> ARTICLE:
···

The countryside, almost a character itself, oozes Britishness and is both beautiful and haunting. Indeed, the cinematography is beautiful and effective throughout, never drawing attention to itself but is quite magnificent. I particularly enjoyed one shot of Vaughn’s dinner. The sound design is understated but truly powerful and sells the film magnificently. 

The writing is tight and fat-free but never feels shoehorned or with an inevitable end-point. The film is marked by highly convincing motives and actions and reactions from all of our characters throughout. This is sold by some truly phenomenal acting, including from supporting characters.

···

> SUPPLIED DATA:
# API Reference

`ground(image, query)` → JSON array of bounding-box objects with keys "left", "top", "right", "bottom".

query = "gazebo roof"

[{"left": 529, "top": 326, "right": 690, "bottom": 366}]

···

> REQUESTS:
(a) In the film review, which shot did the reviewer particularly enjoy?
(b) According to the film review, why do the characters' motives, actions and reactions come across as highly convincing?

> RESULTS FOR EACH TASK:
(a) One shot of Vaughn's dinner.

(b) They are sold by truly phenomenal acting, including from the supporting characters.